◆ Documento de origem ◆
•••

Decorrido perto de um ano (os inquisidores não se apressam,
é o tempo de reclusão e as suas experiências no cárcere que desgastam e vergam
os réus), a 22 de Junho de 1672, desenrola-se a sessão In Specie (fl.39v./Img.77), onde Nuno da Silva é confrontado com
perguntas específicas sobre as acusações que lhe foram feitas. As perguntas são
“específicas” mas completamente vagas e sem detalhes, como já aludimos quando
escrevemos sobre o processo de Nuno de Brito Alão. Não há datas, e não há nomes
nem lugares: Perguntado em que lugar se
achou do ultimo perdão geral a esta parte, e em que companhia de pessoas de sua
nação, onde entre praticas se declararão, elle Reo, e as pessoas da ditta
companhia, que crião e vivião na ley de Moysés. As perguntas sucedem-se,
cada uma vinculada a uma situação ou evento narrado pelas denúncias de outros
réus. E a todas, Nuno da Silva responde sempre de forma negativa (Disse que não passou tal). Os
inquisidores advertem-no que aquela será a última admoestação antes de ser
pronunciado contra ele o libelo de justiça, e incitam-no a confessar as suas
culpas, mas Nuno da Silva mantém a mesma posição.
É redigido o libelo de justiça, que em sucessivos artigos se
propõe provar a culpabilidade do réu, demonstrar que ele é um herege apóstata
da Santa Fé Católica, negativo, impenitente e pertinaz, e que será declarado
como tal, incorrendo na sentença de excomunhão maior, confisco dos seus bens
para o Fisco e Camara Real, e as mais penas em Direito estabelecidas, além da sua
relaxação à justiça secular.
Chamado Nuno da Silva a pronunciar-se sobre o documento que
lhe é lido, e perguntado se é verdade o que consta do dito libelo e em cada um
dos seus artigos, Nuno da Silva responde, de uma forma não isenta de coragem,
que concorda ser verdadeiro que é cristão batizado e que já mais de uma vez fora
admoestado naquela Mesa, e o mais
contestava por negação.
Perguntado se tem defesa a apresentar e se quer estar com um
Procurador para esse efeito, Nuno da Silva responde afirmativamente, e é-lhe
sugerido como Procurador o licenciado Francisco Soares Nogueira; que Nuno da
Silva aceita, e o licenciado presta juramento nessa função no dia 17 de Agosto
de 1672.
A Defeza é apresentada
(a partir do fl.49/Img.97), expondo que provará que o réu foi criado e
doutrinado na Lei de Jesus Cristo, e que cumpria os preceitos da Igreja Romana.
E nomeia diversas pessoas para o provar - o padre António de Sousa Coelho,
Reitor da Casa de Nossa Senhora da Nazaré, António Pereira da Costa, Comissário
das Madeiras d’El Rei na vila da Pederneira; e várias pessoas que moravam ou
viviam de sua fazenda em quintas da região, como a quinta da Chiqueda ou a
quinta de Nossa Senhora da Ajuda, junto a Alcobaça. Estas testemunhas são
ouvidas em diligência por um sacerdote cristão-velho juramentado, o Padre
Mestre Frei Francisco de São Tomás, regente dos autos no convento da Batalha. A
publicação desses depoimentos implica uma nova admoestação ao réu, o mesmo
acontecendo com a publicação de novas provas de justiça surgidas entretanto contra
ele, que Nuno da Silva nega como falsas. Os inquisidores perguntam-lhe se tem
contraditas a apresentar, e se quer estar com o seu Procurador para o fazer, e
Nuno da Silva diz que sim.

•••

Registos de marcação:
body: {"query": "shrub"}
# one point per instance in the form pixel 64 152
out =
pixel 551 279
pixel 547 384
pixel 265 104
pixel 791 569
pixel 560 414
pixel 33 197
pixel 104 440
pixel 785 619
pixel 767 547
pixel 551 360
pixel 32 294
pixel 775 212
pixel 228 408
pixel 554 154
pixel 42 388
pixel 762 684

•••

◆ Problema proposto 1 ◆
Atualize o trecho do texto sobre o processo de Nuno da Silva que começa com "É redigido o" e prossegue até "contestava por negação.", trocando "libelo" por "auto".
◆ Problema proposto 2 ◆
Reproduza palavra por palavra todas as linhas da listagem, da primeira à última.

◆ Resposta desenvolvida 1 ◆
É redigido o auto de justiça, que em sucessivos artigos se
propõe provar a culpabilidade do réu, demonstrar que ele é um herege apóstata
da Santa Fé Católica, negativo, impenitente e pertinaz, e que será declarado
como tal, incorrendo na sentença de excomunhão maior, confisco dos seus bens
para o Fisco e Camara Real, e as mais penas em Direito estabelecidas, além da sua
relaxação à justiça secular.
Chamado Nuno da Silva a pronunciar-se sobre o documento que
lhe é lido, e perguntado se é verdade o que consta do dito auto e em cada um
dos seus artigos, Nuno da Silva responde, de uma forma não isenta de coragem,
que concorda ser verdadeiro que é cristão batizado e que já mais de uma vez fora
admoestado naquela Mesa, e o mais
contestava por negação.

◆ Resposta desenvolvida 2 ◆
body: {"query": "shrub"}
# one point per instance in the form pixel 64 152
out =
pixel 551 279
pixel 547 384
pixel 265 104
pixel 791 569
pixel 560 414
pixel 33 197
pixel 104 440
pixel 785 619
pixel 767 547
pixel 551 360
pixel 32 294
pixel 775 212
pixel 228 408
pixel 554 154
pixel 42 388
pixel 762 684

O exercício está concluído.